───── EXCERPTED TEXT ─────

ActOn Wealth TeamFranking credits, also known as imputation credits, are tax credits that allow Australian shareholders to receive tax benefits on dividends paid by companies that have already paid tax on their profits.

ActOn Wealth Team

Team ActOn Wealth


Unlocking Wealth: How Franking Credits Benefit Australian Investors

Understanding Franking Credits: A Guide for Australian Investors

Franking credits are a vital part of investing in Australia, especially for those who receive dividends from shares. If you’re keen to make the most of your investments, understanding franking credits can significantly enhance your financial strategy.

What Are Franking Credits?

Franking credits, also known as imputation credits, are tax credits that benefit Australian shareholders. They allow you to receive tax advantages on dividends paid by companies that have already paid tax on their profits. This means that when you receive a dividend, it may come with franking credits that reflect the tax already paid by the company.

How Do Franking Credits Work?

When a company distributes dividends, it can attach franking credits to them. These credits can be used to offset your personal tax liabilities. If the franking credits exceed the tax you owe, you might even be eligible for a refund from the Australian Taxation Office (ATO).

For example, if a company pays a fully franked dividend of $70 and attaches $30 in franking credits, your total grossed-up income would be $100. If your tax rate is 30%, you would owe $30 in tax. Since you already have $30 in franking credits, you won’t owe any tax, and you won’t receive a refund either. However, if your tax rate is only 25%, you would be entitled to a $5 refund.

Benefits of Franking Credits

  1. Avoids Double Taxation: Franking credits help prevent the same earnings from being taxed twice, enhancing your overall returns.

  2. Boosts Dividend Returns: They increase your after-tax income, making dividend-paying stocks even more attractive.

  3. Refundable for Low Tax Investors: If your tax rate is lower than the company’s tax rate, you can receive a refund of the difference, which can be a significant benefit for retirees or those with lower incomes.

Who Benefits Most from Franking Credits?

  1. Retirees and SMSFs: Many retirees rely on dividends for income and often have lower tax rates, making them eligible for refunds on franking credits.

───── DATA SUPPLIED ─────

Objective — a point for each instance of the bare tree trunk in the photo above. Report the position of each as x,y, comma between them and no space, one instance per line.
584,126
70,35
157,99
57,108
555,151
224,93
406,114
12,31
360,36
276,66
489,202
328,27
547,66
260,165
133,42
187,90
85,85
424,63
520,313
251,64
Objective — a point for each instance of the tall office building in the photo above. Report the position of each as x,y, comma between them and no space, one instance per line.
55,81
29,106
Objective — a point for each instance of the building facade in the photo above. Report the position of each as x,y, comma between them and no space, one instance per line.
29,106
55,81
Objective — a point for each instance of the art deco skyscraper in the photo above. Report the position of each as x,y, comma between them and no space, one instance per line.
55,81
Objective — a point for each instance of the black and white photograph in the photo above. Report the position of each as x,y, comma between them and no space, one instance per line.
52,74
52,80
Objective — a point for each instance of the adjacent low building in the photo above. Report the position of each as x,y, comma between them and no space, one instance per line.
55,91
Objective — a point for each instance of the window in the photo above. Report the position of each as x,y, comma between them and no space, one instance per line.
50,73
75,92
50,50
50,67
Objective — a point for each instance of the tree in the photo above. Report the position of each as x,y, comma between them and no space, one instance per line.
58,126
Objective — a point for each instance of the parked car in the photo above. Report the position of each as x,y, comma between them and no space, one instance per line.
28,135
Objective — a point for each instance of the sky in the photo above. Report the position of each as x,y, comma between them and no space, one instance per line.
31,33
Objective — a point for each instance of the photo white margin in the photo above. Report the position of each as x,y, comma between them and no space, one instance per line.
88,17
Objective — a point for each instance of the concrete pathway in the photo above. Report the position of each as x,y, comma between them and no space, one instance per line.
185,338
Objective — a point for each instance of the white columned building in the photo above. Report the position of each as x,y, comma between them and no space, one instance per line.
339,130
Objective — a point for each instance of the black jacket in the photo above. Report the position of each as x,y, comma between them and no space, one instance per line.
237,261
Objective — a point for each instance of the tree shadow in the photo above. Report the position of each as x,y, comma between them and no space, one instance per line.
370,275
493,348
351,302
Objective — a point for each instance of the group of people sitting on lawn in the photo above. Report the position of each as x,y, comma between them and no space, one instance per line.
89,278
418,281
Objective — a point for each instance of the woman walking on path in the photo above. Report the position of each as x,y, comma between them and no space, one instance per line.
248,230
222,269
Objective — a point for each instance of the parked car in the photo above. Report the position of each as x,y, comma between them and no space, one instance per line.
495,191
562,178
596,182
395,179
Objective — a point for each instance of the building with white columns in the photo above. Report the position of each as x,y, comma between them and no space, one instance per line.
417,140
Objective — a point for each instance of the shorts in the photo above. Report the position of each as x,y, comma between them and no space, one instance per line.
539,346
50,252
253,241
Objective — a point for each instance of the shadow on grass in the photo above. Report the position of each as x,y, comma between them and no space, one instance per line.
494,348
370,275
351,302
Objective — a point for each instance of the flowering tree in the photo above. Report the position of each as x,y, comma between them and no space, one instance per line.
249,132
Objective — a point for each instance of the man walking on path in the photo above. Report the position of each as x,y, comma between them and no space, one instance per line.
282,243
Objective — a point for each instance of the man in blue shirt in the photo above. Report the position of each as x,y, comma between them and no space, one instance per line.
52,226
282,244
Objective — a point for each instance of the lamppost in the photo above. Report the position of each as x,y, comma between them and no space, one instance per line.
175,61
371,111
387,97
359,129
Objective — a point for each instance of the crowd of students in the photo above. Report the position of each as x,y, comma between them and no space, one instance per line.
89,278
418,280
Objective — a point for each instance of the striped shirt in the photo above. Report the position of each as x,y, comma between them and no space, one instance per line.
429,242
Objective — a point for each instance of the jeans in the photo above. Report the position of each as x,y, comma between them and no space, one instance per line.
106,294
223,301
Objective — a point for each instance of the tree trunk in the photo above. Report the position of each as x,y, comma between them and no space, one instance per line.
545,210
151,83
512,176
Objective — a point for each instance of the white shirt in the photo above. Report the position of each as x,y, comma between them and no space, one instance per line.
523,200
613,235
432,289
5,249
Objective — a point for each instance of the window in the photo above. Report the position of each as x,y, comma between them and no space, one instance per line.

─────

• **SET EXERCISE 1**
Duplicate the passage of the franking credits text from "Franking credits are" up to and including "your financial strategy.", keeping every word and mark unchanged.
• **SET EXERCISE 2**
In the franking credits text's example of a $70 fully franked dividend, what refund would an investor with a 25% tax rate be entitled to?

• **RESPONSE 1**
Franking credits are a vital part of investing in Australia, especially for those who receive dividends from shares. If you’re keen to make the most of your investments, understanding franking credits can significantly enhance your financial strategy.

• **RESPONSE 2**
A $5 refund.